Description of the task: Return every entry exactly. Leave nothing out.

[Stored data entries]
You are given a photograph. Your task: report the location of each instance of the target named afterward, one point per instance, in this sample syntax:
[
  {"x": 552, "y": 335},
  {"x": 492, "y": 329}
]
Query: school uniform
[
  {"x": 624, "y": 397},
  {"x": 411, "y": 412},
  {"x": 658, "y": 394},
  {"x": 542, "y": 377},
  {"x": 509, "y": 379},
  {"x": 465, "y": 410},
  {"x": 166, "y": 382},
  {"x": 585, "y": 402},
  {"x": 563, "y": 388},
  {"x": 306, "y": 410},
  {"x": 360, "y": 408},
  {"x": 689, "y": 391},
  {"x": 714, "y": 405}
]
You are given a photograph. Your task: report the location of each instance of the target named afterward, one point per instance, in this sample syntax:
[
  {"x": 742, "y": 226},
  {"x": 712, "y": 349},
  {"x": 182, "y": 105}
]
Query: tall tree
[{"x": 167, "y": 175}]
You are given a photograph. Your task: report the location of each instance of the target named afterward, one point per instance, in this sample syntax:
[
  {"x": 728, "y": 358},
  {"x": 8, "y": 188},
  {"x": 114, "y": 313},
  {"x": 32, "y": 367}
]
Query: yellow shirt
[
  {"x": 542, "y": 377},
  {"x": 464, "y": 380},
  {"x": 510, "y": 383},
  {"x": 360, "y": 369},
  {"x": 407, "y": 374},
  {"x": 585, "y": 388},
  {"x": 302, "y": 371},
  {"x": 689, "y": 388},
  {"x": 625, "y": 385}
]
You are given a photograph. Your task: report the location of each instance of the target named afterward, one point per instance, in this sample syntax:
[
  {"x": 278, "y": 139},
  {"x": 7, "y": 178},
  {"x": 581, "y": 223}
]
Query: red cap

Response for this exercise:
You are given a photograph. Your task: report the location of each instance of the target named afterward, one point per instance, in this sample syntax:
[
  {"x": 552, "y": 335},
  {"x": 492, "y": 329}
]
Query: school uniform
[
  {"x": 624, "y": 397},
  {"x": 411, "y": 412},
  {"x": 658, "y": 394},
  {"x": 542, "y": 377},
  {"x": 509, "y": 379},
  {"x": 465, "y": 410},
  {"x": 166, "y": 382},
  {"x": 585, "y": 402},
  {"x": 563, "y": 388},
  {"x": 306, "y": 410},
  {"x": 360, "y": 408},
  {"x": 689, "y": 391},
  {"x": 714, "y": 405}
]
You are given a photograph. Your task: report the location of each instance of the target named afterward, one point per instance, in this sample syntax:
[
  {"x": 742, "y": 226},
  {"x": 712, "y": 349},
  {"x": 182, "y": 105}
]
Query: tall tree
[{"x": 167, "y": 175}]
You are given a photograph. Your task: report the location of each instance of the target named afterward, one point per instance, in this sample syntax:
[
  {"x": 728, "y": 358},
  {"x": 8, "y": 188},
  {"x": 114, "y": 313},
  {"x": 32, "y": 367}
]
Query: yellow shirt
[
  {"x": 542, "y": 377},
  {"x": 464, "y": 380},
  {"x": 510, "y": 383},
  {"x": 360, "y": 369},
  {"x": 407, "y": 374},
  {"x": 585, "y": 388},
  {"x": 302, "y": 371},
  {"x": 689, "y": 388},
  {"x": 625, "y": 385}
]
You are given a photograph. Your task: report the location of each instance of the target named afterward, one point per instance, in this sample syntax:
[
  {"x": 278, "y": 139},
  {"x": 7, "y": 178},
  {"x": 581, "y": 223}
]
Query: red cap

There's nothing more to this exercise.